**Entries taken from a collection:**
────────
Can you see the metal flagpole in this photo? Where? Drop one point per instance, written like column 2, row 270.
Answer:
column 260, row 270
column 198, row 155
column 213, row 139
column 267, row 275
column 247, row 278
────────
**Exercise details:** Each of the entries above should be written out again exactly.

**Written answer:**
Can you see the metal flagpole in this photo? Where? Drop one point per instance, written like column 2, row 270.
Answer:
column 260, row 270
column 198, row 155
column 213, row 139
column 267, row 275
column 247, row 278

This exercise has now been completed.